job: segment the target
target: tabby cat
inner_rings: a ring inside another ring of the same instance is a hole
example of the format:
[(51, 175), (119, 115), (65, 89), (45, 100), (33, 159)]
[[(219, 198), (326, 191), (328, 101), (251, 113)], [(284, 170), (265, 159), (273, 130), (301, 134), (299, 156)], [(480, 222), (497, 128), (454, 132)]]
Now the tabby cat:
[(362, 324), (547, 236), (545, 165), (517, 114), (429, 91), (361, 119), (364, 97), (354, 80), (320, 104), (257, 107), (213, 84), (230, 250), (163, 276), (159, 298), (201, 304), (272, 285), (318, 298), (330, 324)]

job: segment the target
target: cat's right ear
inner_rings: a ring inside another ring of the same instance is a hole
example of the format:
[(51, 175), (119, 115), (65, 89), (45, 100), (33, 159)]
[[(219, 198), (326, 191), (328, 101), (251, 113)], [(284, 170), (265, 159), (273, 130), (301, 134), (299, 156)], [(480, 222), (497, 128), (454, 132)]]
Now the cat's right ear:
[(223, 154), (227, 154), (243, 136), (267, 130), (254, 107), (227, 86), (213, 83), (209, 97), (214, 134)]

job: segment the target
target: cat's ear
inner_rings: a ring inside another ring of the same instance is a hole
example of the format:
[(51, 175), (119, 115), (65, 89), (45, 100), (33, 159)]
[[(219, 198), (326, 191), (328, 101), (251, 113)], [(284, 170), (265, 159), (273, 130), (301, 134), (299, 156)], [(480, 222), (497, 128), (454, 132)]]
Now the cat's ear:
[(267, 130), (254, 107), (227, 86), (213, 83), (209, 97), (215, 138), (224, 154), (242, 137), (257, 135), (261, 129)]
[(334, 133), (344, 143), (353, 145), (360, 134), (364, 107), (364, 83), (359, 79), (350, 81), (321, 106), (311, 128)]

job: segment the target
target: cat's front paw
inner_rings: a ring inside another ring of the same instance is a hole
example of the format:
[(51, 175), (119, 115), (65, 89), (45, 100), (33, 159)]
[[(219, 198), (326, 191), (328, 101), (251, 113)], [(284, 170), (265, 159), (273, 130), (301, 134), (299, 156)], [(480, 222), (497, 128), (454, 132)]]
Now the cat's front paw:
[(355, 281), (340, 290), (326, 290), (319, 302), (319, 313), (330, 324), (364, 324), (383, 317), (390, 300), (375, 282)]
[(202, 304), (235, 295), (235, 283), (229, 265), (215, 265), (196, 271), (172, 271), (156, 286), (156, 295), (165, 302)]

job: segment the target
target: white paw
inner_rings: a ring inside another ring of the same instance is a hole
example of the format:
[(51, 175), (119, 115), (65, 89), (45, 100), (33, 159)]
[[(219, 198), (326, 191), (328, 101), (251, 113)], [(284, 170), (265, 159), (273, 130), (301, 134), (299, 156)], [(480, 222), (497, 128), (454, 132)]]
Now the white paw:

PROBLEM STATEMENT:
The full listing should be duplicated exactly, line by line.

SOLUTION TO THE EXERCISE:
job: segment the target
target: tabby cat
inner_rings: a ring inside another ring of the same instance is a hole
example of the format:
[(51, 175), (119, 115), (65, 89), (45, 100), (33, 159)]
[[(219, 198), (326, 191), (328, 101), (251, 113)], [(284, 170), (265, 159), (273, 130), (301, 134), (299, 156)], [(480, 222), (497, 128), (454, 132)]]
Now the tabby cat:
[(362, 324), (547, 236), (545, 165), (517, 114), (429, 91), (361, 119), (364, 97), (354, 80), (320, 104), (257, 107), (213, 84), (230, 250), (163, 276), (159, 298), (201, 304), (272, 285), (318, 298), (330, 324)]

job: segment the target
target: cat's right ear
inner_rings: a ring inside another ring of the same instance is a hole
example of the format:
[(51, 175), (119, 115), (65, 89), (45, 100), (33, 159)]
[[(219, 198), (326, 191), (328, 101), (251, 113)], [(284, 170), (265, 159), (273, 130), (301, 134), (299, 156)], [(480, 222), (497, 128), (454, 132)]]
Now the cat's right ear:
[(223, 154), (227, 154), (243, 136), (267, 130), (254, 107), (227, 86), (213, 83), (209, 97), (214, 134)]

job: segment the target
target: cat's ear
inner_rings: a ring inside another ring of the same instance is a hole
example of the format:
[(51, 175), (119, 115), (65, 89), (45, 100), (33, 159)]
[[(219, 198), (326, 191), (328, 101), (251, 113)], [(284, 170), (265, 159), (273, 130), (301, 134), (299, 156)], [(480, 222), (497, 128), (454, 132)]]
Now the cat's ear:
[(267, 130), (254, 107), (227, 86), (213, 83), (209, 97), (215, 138), (224, 154), (242, 137), (257, 135), (261, 129)]
[(334, 133), (344, 143), (353, 145), (360, 134), (364, 107), (364, 83), (359, 79), (350, 81), (321, 106), (311, 128)]

job: segment the target
target: cat's front paw
inner_rings: a ring inside another ring of the same instance is a hole
example of the format:
[(51, 175), (119, 115), (65, 89), (45, 100), (33, 159)]
[[(219, 198), (326, 191), (328, 101), (251, 113)], [(284, 170), (265, 159), (273, 130), (301, 134), (299, 156)], [(480, 222), (497, 128), (454, 132)]]
Now the cat's front paw:
[(355, 281), (340, 290), (326, 290), (319, 302), (319, 313), (330, 324), (364, 324), (383, 317), (390, 300), (375, 282)]
[(202, 304), (235, 295), (235, 283), (229, 265), (215, 265), (196, 271), (172, 271), (156, 286), (156, 295), (165, 302)]

job: segment the target
target: white paw
inner_rings: a ring inside another ring of the same instance is a hole
example of the format:
[(51, 175), (119, 115), (65, 89), (45, 100), (33, 159)]
[[(219, 198), (326, 191), (328, 101), (251, 113)], [(284, 170), (265, 159), (273, 130), (301, 134), (299, 156)], [(480, 222), (497, 128), (454, 132)]]
Now the white paw:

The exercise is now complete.